> _Exercise details_
Lines from the one containing "Query: wooden shelf unit" through the end of the data are to be returned exactly, and no others.

◇ ◇ ◇ ◇ ◇

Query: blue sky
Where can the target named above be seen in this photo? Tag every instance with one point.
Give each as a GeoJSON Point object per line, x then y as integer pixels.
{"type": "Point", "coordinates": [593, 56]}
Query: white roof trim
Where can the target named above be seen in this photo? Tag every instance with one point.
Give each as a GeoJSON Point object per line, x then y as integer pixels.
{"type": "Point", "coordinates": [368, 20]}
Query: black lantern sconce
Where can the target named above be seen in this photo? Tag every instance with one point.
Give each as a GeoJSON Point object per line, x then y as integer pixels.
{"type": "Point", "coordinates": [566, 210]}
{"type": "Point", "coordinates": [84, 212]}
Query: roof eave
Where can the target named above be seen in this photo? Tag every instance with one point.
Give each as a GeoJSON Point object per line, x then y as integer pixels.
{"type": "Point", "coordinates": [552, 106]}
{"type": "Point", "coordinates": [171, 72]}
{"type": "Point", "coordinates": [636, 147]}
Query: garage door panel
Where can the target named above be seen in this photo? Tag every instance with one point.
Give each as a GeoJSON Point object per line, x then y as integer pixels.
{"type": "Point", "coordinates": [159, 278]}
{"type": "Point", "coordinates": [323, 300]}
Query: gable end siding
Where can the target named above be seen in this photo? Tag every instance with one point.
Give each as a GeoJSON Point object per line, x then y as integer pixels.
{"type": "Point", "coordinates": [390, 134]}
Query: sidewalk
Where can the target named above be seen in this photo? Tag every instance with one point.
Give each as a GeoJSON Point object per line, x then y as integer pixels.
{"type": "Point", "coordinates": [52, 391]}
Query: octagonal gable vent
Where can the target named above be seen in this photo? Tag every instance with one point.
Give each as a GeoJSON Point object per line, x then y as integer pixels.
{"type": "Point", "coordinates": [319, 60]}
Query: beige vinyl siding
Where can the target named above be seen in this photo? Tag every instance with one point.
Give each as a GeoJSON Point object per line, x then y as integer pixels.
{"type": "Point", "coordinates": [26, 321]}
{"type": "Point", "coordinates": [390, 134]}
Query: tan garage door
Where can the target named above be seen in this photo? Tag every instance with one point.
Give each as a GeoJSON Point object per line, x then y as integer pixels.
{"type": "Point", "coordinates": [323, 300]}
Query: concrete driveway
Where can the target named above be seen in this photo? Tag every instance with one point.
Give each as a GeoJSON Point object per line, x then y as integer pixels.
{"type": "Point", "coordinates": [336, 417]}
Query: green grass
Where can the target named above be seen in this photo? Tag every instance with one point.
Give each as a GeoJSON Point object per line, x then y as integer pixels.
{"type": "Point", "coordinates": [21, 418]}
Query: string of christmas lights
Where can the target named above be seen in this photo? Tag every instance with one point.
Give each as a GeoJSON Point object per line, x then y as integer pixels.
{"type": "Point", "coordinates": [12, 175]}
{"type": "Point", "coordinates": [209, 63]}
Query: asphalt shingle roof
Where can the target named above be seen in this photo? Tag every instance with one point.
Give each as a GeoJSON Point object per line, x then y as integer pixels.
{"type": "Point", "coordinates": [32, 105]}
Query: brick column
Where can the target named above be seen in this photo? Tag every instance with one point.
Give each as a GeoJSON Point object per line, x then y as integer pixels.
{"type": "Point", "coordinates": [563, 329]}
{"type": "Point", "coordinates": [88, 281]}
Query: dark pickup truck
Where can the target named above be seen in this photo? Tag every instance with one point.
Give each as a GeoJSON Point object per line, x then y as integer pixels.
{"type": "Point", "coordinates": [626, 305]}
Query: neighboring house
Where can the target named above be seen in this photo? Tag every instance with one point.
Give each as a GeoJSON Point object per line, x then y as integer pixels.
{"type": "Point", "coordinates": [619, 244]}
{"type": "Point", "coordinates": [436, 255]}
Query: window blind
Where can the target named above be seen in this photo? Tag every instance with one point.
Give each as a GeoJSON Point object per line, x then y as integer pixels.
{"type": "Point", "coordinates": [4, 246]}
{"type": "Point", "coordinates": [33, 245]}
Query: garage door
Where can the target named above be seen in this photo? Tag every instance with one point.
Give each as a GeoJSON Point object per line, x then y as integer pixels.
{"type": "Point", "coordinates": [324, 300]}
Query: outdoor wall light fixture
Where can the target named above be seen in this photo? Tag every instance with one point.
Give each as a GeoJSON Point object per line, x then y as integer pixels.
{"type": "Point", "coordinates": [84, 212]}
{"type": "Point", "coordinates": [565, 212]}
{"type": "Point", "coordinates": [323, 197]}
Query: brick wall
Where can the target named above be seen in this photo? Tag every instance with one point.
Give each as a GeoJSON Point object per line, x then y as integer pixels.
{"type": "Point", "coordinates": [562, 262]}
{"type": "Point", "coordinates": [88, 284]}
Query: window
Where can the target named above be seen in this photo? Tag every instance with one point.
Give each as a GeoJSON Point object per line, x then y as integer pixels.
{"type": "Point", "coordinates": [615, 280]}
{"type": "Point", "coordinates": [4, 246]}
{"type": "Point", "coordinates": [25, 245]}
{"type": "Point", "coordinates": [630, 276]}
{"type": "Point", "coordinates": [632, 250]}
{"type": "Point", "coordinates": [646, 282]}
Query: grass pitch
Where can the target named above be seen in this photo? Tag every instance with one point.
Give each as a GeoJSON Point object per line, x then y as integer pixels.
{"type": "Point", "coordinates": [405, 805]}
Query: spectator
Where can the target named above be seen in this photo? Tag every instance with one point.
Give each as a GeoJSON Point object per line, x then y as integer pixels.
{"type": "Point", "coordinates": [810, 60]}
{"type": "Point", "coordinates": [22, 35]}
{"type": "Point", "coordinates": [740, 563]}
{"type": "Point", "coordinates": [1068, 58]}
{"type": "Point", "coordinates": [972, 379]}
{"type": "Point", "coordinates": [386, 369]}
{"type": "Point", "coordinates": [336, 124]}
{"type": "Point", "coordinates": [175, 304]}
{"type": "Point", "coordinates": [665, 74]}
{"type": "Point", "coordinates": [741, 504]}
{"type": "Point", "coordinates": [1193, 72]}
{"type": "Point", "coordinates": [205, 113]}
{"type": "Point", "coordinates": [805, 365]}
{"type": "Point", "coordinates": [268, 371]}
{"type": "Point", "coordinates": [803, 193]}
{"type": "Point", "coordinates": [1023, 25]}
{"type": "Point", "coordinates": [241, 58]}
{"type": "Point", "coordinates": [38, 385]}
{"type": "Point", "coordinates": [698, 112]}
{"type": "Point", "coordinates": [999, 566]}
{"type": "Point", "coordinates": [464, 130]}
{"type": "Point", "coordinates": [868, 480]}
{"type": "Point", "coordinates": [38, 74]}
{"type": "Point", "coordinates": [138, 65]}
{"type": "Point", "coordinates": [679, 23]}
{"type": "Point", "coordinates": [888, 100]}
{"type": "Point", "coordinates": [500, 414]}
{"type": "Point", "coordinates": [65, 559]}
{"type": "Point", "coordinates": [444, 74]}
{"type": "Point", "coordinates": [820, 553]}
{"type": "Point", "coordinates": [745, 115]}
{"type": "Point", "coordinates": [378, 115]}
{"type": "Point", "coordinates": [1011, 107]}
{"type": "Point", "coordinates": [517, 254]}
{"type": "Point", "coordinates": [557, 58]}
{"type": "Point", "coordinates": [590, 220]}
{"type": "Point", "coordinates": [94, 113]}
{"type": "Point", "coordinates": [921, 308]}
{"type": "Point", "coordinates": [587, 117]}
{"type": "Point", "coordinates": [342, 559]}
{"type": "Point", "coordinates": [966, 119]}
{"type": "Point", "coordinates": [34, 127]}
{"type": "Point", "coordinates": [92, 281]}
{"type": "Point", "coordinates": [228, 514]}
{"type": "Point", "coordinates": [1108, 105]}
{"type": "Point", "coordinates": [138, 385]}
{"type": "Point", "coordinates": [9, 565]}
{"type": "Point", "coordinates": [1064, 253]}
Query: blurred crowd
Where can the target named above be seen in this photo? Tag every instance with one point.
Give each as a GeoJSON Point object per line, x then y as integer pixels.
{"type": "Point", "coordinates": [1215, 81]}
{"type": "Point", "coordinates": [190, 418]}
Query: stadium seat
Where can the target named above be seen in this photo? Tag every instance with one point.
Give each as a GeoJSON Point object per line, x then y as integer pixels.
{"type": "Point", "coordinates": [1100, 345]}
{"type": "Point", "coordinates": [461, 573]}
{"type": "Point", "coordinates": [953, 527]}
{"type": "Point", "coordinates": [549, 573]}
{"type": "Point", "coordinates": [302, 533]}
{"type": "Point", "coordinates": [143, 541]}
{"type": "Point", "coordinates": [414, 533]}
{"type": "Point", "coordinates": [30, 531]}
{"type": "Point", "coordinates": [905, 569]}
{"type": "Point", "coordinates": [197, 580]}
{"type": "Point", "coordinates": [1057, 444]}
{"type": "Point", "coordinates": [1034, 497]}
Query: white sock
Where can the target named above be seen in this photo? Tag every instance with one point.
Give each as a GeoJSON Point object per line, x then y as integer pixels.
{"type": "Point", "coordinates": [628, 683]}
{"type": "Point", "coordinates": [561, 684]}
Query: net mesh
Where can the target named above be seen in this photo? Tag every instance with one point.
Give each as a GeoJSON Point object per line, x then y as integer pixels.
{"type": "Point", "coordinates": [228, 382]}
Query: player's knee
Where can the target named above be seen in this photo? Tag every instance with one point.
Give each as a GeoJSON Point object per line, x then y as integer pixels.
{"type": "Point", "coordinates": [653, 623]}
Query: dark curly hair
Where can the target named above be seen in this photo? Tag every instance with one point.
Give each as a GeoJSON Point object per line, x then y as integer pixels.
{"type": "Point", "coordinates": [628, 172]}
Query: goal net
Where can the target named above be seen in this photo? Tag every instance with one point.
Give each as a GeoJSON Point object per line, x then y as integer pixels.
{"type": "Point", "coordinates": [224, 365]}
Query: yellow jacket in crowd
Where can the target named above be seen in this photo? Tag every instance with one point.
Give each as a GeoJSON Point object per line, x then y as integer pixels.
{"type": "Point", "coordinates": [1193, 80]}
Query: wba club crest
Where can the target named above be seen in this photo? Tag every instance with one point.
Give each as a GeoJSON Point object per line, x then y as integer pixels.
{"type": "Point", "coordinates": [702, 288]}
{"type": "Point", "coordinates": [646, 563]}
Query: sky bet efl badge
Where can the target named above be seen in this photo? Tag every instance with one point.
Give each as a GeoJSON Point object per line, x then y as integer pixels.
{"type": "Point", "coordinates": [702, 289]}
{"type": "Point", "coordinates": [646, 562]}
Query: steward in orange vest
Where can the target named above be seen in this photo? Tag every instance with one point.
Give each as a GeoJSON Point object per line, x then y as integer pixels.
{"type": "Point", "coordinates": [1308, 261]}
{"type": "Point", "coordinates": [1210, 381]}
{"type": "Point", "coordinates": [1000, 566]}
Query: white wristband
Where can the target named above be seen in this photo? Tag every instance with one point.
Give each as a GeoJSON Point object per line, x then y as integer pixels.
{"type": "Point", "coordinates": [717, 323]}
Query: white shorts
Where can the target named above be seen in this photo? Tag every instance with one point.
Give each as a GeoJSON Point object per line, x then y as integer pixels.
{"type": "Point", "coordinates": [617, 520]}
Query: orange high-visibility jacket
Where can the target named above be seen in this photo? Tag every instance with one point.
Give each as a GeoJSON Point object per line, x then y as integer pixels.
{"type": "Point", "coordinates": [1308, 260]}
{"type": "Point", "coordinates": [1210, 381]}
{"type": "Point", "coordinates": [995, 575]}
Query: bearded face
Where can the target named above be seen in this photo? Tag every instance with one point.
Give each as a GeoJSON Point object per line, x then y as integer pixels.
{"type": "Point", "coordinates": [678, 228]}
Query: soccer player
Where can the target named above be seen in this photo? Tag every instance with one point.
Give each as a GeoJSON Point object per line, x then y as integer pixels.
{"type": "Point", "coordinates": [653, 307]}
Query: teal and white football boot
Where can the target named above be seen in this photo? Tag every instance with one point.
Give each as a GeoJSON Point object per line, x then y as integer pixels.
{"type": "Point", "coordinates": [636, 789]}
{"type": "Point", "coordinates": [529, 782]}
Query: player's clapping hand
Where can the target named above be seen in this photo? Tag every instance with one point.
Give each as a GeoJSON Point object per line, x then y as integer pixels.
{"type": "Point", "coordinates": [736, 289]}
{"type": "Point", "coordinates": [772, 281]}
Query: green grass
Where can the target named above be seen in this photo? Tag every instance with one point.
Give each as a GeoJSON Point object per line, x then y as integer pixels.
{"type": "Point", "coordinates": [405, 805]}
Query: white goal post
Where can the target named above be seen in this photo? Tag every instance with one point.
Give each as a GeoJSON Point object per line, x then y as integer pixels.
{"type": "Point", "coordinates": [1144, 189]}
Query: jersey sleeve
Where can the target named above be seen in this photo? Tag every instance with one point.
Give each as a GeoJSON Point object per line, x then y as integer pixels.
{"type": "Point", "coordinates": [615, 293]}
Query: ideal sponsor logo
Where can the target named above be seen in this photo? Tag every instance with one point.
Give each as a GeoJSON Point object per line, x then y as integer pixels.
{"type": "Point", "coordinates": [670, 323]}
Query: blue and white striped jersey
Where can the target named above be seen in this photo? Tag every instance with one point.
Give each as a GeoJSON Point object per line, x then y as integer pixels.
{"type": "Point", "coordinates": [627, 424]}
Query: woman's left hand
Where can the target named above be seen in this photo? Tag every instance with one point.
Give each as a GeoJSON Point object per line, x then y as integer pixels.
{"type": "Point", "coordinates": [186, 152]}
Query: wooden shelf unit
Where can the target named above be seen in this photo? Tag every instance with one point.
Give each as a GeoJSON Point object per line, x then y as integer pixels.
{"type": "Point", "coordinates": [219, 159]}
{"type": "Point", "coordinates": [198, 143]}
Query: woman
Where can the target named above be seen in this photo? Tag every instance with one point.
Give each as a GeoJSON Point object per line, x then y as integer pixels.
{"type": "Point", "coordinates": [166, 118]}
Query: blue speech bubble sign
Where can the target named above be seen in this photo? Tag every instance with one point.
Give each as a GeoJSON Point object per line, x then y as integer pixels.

◇ ◇ ◇ ◇ ◇

> _Exercise output_
Query: wooden shelf unit
Where can the target named above be seen in this photo? Tag every instance with one point.
Give each as a GeoJSON Point object per line, x then y as integer pixels.
{"type": "Point", "coordinates": [219, 159]}
{"type": "Point", "coordinates": [198, 143]}
Query: woman
Where can the target named above be seen in this photo? Tag every instance with one point.
Give each as a GeoJSON Point object per line, x then y as integer pixels.
{"type": "Point", "coordinates": [166, 118]}
Query: blue speech bubble sign
Where can the target named above be seen in this photo? Tag every instance with one point.
Give each as a GeoJSON Point object per line, x then y as integer pixels.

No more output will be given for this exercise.